## QUOTED PASSAGE
Neil Mitra, a Grade 12 student at Waterloo Collegiate Institute, is aiming to make a global impact with his work to help patients suffering heart attacks. The 18-year-old is the Founder and CEO of Mitra Biotechnologies, a startup company that aims to revolutionize the speed with which heart attacks can be identified and treated.

“We are developing the world’s first multiplex cardiac testing device to allow physicians and healthcare workers to pretty much detect and predict heart attacks at the point of care,” he explained.

For Mitra, this work hits close to home.

“In 2019, I lost my close Aunt due to a heart attack,” said Mitra.

Through this experience, he was inspired to find a way to improve the level of care available to those suffering a heart attack around the world. In May of 2019, he created the concept for his device and filed a provisional patent.

“We realized that the pressing issue is that these doctors are unable to get cardiac biomarkers at the point of care,” said Mitra.

So what does his device do? Built on a small piece of paper, it uses microfluidics and a nanofilter to separate the plasma from whole blood to test for a variety of protein biomarkers related to heart attacks. These biomarkers can tell doctors which part of the heart is being damaged, and allow them to determine the best treatment more quickly. Currently available blood tests are slower by comparison, delaying treatment.

“Right now, it would take you nearly an hour to detect these biomarkers and we can do it in five minutes with our system,” said Mitra. “For cardiac surgeons, time is tissue. Time is the golden elixir for saving a patient’s life.”

Mitra’s vision and outstanding commitment to biotechnology haven’t gone unnoticed. He was recently named a Global Teen Leader. Led by the We Are Family Foundation (WAFF), Global Teen Leaders are selected for their work addressing the 17 United Nations Sustainable Development Goals. Their goal is to support, amplify and mentor “the work of global youth leaders around the world who are crucial to solving the most pressing problems facing our planet.”

“It was a great and humbling honour,” Mitra said of being selected. He shared his excitement for the upcoming virtual Just Peace Summit and mentorship opportunities that will help to further the work of all involved to address global issues.

“Our generation is going to be the ones trying to solve most of the world’s problems,” said Mitra. “At the end of the day, that’s what education is all about. How can we train the future generation to solve big problems?”

Education has played a key role in his success, Mitra explained. He wanted to share his thanks with all of the educators who have encouraged and supported him, taking a moment to name a few.

“All my AP teachers, from the beginning, have always supported me to pursue science,” said Mitra. “Specifically, I would like to extend thanks to Mrs. McCarl Palmer, as well as Ms. Banit and Mr. Eaton. I definitely owe them a lot of thanks.”

Their ability to get students excited and passionate about learning was what made the biggest difference.

“They make you excited to learn, and I feel like that’s probably the most important thing,” said Mitra. “If your teachers are able to make you excited about the subject you’re learning, you get very interested and intrigued. I greatly appreciate my teachers.”

Though he is currently preparing to set off across the country to attend the University of British Columbia for Engineering, Mitra’s sights remain on the global perspective. With the aim of democratizing healthcare and access to testing worldwide, he is only just getting started.

“We see a lifesaving opportunity in low to middle income countries,” said Mitra. “That’s something which is a great motivator for me.”

## DATA SUPPLIED
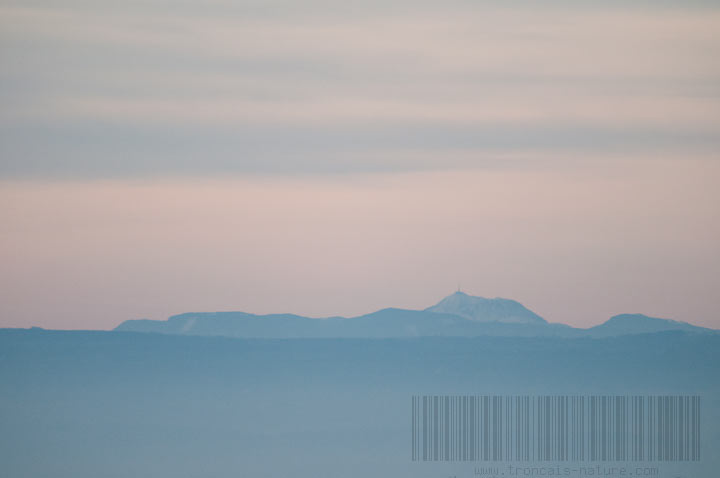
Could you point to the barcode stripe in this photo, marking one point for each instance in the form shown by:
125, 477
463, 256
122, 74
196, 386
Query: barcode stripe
555, 428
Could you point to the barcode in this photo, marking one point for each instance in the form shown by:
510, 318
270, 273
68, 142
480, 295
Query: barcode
555, 428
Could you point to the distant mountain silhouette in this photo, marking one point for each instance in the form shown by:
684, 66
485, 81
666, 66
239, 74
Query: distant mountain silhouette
458, 315
627, 324
486, 310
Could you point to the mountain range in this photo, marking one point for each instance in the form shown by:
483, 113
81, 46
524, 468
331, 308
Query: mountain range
457, 315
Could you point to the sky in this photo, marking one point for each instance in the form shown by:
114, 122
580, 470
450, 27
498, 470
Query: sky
334, 158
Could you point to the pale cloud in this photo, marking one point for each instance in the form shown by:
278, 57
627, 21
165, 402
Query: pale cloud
236, 83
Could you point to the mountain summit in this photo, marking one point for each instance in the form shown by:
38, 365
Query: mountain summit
486, 310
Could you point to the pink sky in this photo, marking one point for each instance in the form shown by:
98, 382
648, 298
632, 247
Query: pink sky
575, 244
334, 158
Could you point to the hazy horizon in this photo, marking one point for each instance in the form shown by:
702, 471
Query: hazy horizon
329, 159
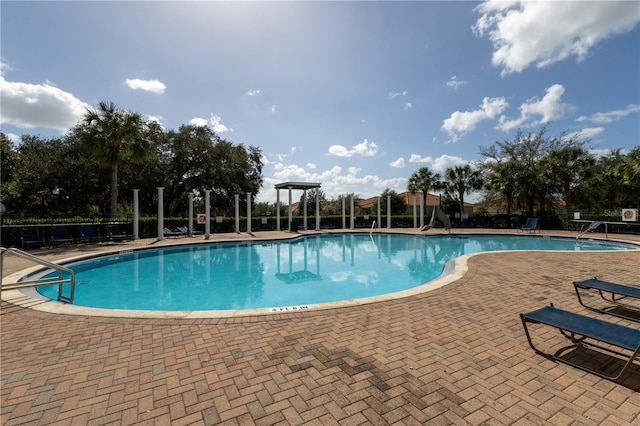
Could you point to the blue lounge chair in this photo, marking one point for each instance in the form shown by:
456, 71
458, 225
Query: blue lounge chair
30, 238
586, 332
613, 294
530, 226
60, 235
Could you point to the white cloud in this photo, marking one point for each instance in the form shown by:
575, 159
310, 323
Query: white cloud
393, 95
397, 164
545, 32
455, 83
444, 162
200, 122
461, 123
538, 111
586, 133
365, 148
416, 158
215, 123
13, 137
153, 86
39, 105
610, 116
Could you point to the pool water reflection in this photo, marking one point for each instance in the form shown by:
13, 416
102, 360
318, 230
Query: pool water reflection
309, 270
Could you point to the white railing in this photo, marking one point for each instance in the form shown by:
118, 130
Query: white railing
59, 280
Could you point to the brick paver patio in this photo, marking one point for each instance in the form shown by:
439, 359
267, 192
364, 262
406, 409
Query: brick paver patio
455, 355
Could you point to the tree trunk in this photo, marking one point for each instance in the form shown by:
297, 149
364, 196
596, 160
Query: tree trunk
114, 189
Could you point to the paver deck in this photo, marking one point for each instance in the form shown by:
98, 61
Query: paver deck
455, 355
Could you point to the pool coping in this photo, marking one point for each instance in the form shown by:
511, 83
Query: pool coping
454, 270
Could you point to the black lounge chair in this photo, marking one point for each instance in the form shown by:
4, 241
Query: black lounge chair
613, 294
30, 238
115, 234
87, 235
185, 230
530, 226
170, 233
60, 235
586, 332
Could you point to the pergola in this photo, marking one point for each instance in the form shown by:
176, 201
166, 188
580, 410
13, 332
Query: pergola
304, 186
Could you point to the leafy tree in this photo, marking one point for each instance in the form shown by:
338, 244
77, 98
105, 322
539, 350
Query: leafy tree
502, 181
630, 174
398, 206
566, 167
462, 179
200, 161
527, 150
112, 136
424, 180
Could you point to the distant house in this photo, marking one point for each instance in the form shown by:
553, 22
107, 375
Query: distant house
371, 204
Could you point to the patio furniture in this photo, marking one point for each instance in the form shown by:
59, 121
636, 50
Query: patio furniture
530, 226
613, 294
87, 235
115, 234
586, 332
60, 235
170, 233
30, 238
185, 230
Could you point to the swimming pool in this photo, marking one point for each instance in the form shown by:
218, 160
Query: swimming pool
300, 273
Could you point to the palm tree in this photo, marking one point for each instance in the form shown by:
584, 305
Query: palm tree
424, 180
462, 179
113, 135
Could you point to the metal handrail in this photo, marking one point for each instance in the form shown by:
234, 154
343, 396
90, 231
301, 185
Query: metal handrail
60, 280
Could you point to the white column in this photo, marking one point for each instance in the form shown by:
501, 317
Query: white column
248, 212
290, 210
160, 213
318, 209
304, 204
415, 219
136, 225
207, 212
278, 209
237, 197
422, 211
190, 213
353, 219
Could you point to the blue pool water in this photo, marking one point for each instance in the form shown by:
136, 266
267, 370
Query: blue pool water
308, 270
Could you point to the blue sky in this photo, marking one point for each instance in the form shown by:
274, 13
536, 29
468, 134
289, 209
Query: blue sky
354, 95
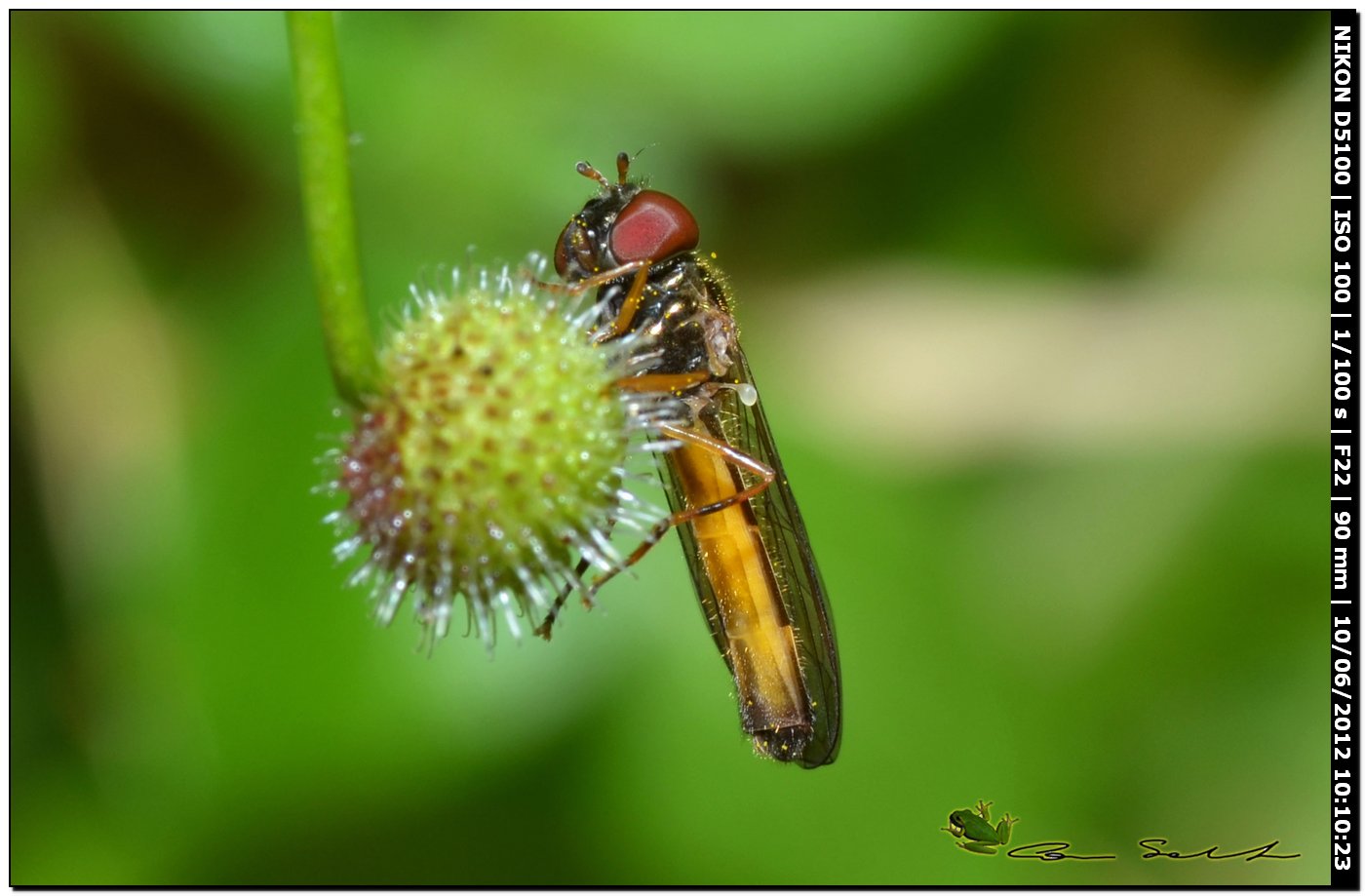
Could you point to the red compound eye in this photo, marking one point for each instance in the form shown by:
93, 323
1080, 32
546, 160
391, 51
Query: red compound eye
652, 227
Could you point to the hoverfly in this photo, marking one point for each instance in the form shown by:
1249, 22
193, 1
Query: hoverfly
730, 501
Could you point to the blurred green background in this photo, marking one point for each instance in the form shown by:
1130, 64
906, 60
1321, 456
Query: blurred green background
1034, 303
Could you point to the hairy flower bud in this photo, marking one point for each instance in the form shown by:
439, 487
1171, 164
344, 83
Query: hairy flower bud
495, 458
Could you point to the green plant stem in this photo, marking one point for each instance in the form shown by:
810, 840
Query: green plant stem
324, 160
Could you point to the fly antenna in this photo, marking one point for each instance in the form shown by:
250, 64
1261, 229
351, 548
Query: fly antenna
589, 171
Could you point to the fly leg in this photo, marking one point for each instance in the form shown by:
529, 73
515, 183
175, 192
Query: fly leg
714, 446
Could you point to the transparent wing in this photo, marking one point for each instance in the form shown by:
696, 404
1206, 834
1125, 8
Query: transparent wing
789, 554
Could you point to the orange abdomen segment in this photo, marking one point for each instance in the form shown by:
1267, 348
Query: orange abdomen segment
760, 647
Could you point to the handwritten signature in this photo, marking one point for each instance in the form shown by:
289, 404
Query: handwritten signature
1057, 850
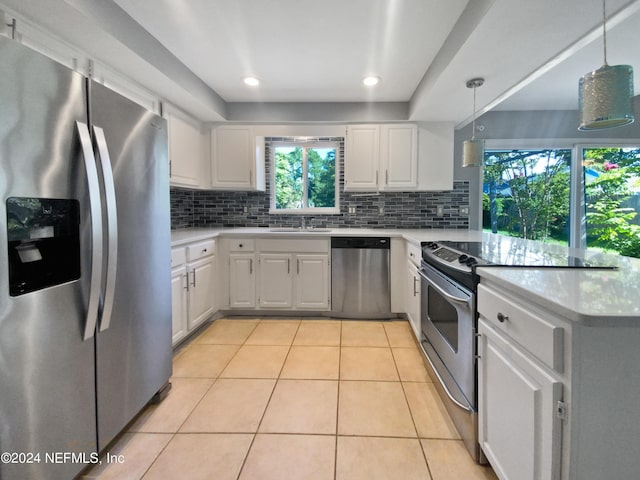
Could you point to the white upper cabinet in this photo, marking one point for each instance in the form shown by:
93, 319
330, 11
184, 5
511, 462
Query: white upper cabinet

## WHAT YOU HAVE TO DO
In the article about Neil Mitra's heart attack testing device, how long does Mitra say his system takes to detect the cardiac biomarkers?

## EXERCISE RESULT
Five minutes.